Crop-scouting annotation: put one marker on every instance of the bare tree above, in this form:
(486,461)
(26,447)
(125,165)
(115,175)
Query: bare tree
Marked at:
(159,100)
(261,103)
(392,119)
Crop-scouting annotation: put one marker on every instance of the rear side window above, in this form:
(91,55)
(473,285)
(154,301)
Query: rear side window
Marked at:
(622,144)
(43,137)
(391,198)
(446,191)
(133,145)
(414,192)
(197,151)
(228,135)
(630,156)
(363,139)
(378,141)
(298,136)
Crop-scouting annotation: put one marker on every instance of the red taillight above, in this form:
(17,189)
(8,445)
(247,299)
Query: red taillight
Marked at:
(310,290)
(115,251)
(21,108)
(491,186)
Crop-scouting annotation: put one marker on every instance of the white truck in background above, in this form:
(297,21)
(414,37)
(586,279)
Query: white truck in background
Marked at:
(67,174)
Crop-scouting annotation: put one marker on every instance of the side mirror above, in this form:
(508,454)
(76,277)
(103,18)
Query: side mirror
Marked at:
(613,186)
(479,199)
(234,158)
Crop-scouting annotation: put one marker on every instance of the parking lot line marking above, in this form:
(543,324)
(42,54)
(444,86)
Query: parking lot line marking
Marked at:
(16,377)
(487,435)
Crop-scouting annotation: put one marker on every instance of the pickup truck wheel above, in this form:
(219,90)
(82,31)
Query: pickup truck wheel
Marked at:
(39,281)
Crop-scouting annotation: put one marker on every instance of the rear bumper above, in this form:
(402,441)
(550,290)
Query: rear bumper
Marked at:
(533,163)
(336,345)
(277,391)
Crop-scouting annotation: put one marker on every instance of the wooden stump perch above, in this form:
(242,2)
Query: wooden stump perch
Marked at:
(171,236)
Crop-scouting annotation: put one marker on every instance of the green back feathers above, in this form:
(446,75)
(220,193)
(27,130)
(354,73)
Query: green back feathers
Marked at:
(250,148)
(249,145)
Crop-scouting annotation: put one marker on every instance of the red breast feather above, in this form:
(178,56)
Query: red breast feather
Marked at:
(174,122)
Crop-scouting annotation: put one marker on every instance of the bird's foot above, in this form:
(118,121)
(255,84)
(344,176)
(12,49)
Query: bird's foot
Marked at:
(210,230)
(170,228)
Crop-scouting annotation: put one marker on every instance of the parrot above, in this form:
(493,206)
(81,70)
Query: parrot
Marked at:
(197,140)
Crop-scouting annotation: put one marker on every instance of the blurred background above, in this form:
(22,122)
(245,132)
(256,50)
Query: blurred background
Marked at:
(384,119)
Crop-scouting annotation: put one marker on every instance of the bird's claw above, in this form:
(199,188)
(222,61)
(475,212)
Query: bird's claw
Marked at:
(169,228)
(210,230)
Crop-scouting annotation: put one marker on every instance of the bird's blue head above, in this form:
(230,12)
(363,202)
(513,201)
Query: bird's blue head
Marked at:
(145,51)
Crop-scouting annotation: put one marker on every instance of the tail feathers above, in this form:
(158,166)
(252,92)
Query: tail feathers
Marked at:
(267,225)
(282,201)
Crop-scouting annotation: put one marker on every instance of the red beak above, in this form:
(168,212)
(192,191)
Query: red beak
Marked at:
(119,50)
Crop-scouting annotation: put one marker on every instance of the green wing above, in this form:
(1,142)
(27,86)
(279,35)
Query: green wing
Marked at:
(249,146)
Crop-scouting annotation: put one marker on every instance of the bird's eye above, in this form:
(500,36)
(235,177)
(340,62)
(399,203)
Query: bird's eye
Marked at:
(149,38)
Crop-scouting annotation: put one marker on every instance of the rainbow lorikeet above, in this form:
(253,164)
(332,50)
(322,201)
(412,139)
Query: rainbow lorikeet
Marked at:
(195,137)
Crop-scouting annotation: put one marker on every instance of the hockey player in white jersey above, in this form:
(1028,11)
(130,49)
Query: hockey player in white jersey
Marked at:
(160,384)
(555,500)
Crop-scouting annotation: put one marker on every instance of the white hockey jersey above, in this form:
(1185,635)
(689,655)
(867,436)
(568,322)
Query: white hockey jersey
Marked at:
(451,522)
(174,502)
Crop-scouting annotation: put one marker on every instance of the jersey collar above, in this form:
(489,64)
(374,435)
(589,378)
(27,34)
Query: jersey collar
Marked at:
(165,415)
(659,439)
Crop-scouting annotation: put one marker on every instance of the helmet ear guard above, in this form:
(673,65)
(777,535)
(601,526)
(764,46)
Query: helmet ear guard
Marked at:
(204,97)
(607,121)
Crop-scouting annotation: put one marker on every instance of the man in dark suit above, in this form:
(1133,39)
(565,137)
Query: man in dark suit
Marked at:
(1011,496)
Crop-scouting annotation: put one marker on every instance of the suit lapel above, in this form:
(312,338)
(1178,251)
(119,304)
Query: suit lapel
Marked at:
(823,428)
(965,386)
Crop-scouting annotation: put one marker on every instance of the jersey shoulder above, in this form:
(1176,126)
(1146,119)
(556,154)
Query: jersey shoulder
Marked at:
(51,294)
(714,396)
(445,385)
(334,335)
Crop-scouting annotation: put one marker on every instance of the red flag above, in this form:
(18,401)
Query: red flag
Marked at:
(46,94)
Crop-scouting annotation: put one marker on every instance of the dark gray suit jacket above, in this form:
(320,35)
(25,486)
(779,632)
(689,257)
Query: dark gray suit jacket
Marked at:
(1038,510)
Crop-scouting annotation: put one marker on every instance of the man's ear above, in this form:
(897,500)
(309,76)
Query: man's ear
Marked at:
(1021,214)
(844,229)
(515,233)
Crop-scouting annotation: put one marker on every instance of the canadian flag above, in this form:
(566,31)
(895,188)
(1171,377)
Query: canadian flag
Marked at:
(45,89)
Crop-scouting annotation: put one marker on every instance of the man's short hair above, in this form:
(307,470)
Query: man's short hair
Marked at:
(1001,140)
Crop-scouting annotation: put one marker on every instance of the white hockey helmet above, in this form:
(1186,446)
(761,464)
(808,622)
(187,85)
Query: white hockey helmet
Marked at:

────────────────────

Reproduce all of the material above word for word, from its first line to its last, with no changes.

Crop-scouting annotation: put one marker on every instance of the bare tree above, in this form:
(486,461)
(26,447)
(125,165)
(115,175)
Query: bare tree
Marked at:
(159,100)
(261,103)
(392,119)
Crop-scouting annotation: put one marker on every instance of the rear side window above, in this form:
(91,55)
(473,285)
(154,301)
Query: rear side window
Marked at:
(622,144)
(43,137)
(391,198)
(446,191)
(133,145)
(414,192)
(197,151)
(228,135)
(630,156)
(363,139)
(378,141)
(298,136)
Crop-scouting annotation: put one marker on every instance of the red taillight above, in this form:
(17,189)
(8,445)
(247,299)
Query: red taillight
Marked at:
(310,290)
(115,251)
(21,108)
(491,186)
Crop-scouting annotation: put one marker on every instance of the white truck in background above, in this form:
(297,21)
(414,37)
(586,279)
Query: white truck in background
Marked at:
(67,174)
Crop-scouting annotation: put one marker on every instance of the side mirror above, in this form:
(508,454)
(76,277)
(103,18)
Query: side mirror
Marked at:
(613,186)
(479,199)
(234,158)
Crop-scouting annotation: put one marker on every instance of the parking lot line marking above, in this form:
(543,324)
(42,54)
(444,86)
Query: parking lot line marking
Marked at:
(16,377)
(487,435)
Crop-scouting annotation: put one marker on every instance of the pickup truck wheel above, in this form:
(219,90)
(82,31)
Query: pickup truck wheel
Marked at:
(39,281)
Crop-scouting annotation: put one marker on every instance of the rear bumper above, in this form:
(402,441)
(550,290)
Query: rear bumper
Marked at:
(533,163)
(336,345)
(277,391)
Crop-scouting annotation: put one marker on every instance of the wooden stump perch above, in this form:
(242,2)
Query: wooden stump perch
Marked at:
(171,236)
Crop-scouting annotation: put one marker on every instance of the green back feathers above, in this form:
(446,75)
(220,193)
(27,130)
(354,73)
Query: green back feathers
Marked at:
(250,148)
(249,145)
Crop-scouting annotation: put one marker on every instance of the red breast feather above, in this form:
(178,56)
Query: red breast feather
Marked at:
(174,122)
Crop-scouting annotation: put one marker on every instance of the bird's foot above, in this form:
(118,121)
(255,84)
(344,176)
(12,49)
Query: bird's foot
Marked at:
(210,230)
(170,228)
Crop-scouting annotation: put one marker on every instance of the parrot above, in this form:
(493,206)
(81,70)
Query: parrot
Marked at:
(197,140)
Crop-scouting annotation: put one marker on every instance of the blurred background above, in this form:
(22,122)
(245,132)
(256,50)
Query: blurred background
Marked at:
(384,119)
Crop-scouting annotation: put one marker on every instance of the bird's claw above, in this form:
(199,188)
(222,61)
(475,212)
Query: bird's claw
Marked at:
(169,228)
(210,230)
Crop-scouting annotation: put one marker on every instance of the bird's blue head above, in this form:
(230,12)
(363,202)
(513,201)
Query: bird's blue head
Marked at:
(145,51)
Crop-scouting annotation: put one marker on every instance of the tail feathers above, in this form:
(158,166)
(252,92)
Query: tail feathers
Marked at:
(267,225)
(282,201)
Crop-scouting annotation: put one marker on every instance of the red beak above, in this form:
(168,212)
(192,191)
Query: red beak
Marked at:
(119,50)
Crop-scouting annotation: put one marker on every instance of the green wing above, in this form:
(1,142)
(27,86)
(279,35)
Query: green wing
Marked at:
(249,146)
Crop-scouting annotation: put one marker on every instance of the bird's eye above, in this form:
(500,36)
(235,177)
(340,62)
(399,203)
Query: bird's eye
Marked at:
(149,38)
Crop-scouting annotation: put one marker on every instance of the rainbow lorikeet above, in this form:
(253,164)
(332,50)
(322,201)
(412,139)
Query: rainbow lorikeet
Marked at:
(195,137)
Crop-scouting annotation: put one marker on every instance of the hockey player in white jersey above, in this form:
(1028,11)
(130,49)
Query: hockey player in white jersey
Marked at:
(160,384)
(555,500)
Crop-scouting annotation: put one marker on every instance of the white hockey jersey above, in this form:
(1185,635)
(689,655)
(867,436)
(568,322)
Query: white hockey jersey
Marked at:
(451,522)
(174,502)
Crop-scouting annotation: put one marker on every instance of the jersey collar above, in this form:
(489,64)
(374,435)
(589,378)
(27,34)
Query: jersey collar
Marked at:
(165,415)
(659,439)
Crop-scouting annotation: put one marker on every instance of the helmet ear guard above, in this form:
(673,65)
(777,535)
(601,526)
(764,46)
Query: helmet ear guard
Marked at:
(204,97)
(607,121)
Crop-scouting annotation: put one marker on every instance of the man in dark suit above, in this form:
(1133,39)
(565,137)
Query: man in dark suit
Marked at:
(1011,496)
Crop-scouting annotation: put one marker on every instance of the suit lapel above, in this form:
(312,338)
(1178,251)
(119,304)
Query: suit lapel
Marked at:
(823,428)
(965,386)
Crop-scouting annotation: put one marker on every instance of the jersey shoulder above, in this form:
(1176,126)
(1146,119)
(556,154)
Query: jersey shoulder
Marked at:
(51,294)
(714,396)
(445,385)
(334,335)
Crop-scouting annotation: put one marker on every instance of the red flag above, in this form:
(18,401)
Query: red flag
Marked at:
(46,94)
Crop-scouting annotation: put one marker on every instance of the dark gray suit jacket above, in this form:
(320,35)
(25,486)
(779,632)
(689,257)
Query: dark gray suit jacket
Marked at:
(1038,510)
Crop-scouting annotation: put one marker on every instance of the man's ear above, in this form:
(897,500)
(309,76)
Query: man's ear
Marked at:
(1021,214)
(844,229)
(515,233)
Crop-scouting annotation: put one marker on every instance of the canadian flag above, in this form:
(566,31)
(895,188)
(1171,377)
Query: canadian flag
Marked at:
(45,89)
Crop-scouting annotation: put one marker on every instance of the man's short hair above, in this form:
(307,470)
Query: man's short hair
Marked at:
(1001,140)
Crop-scouting annotation: put one marker on every instance of the white hockey helmet above, in this form:
(1186,446)
(761,464)
(808,622)
(187,85)
Query: white hockey helmet
Marked at:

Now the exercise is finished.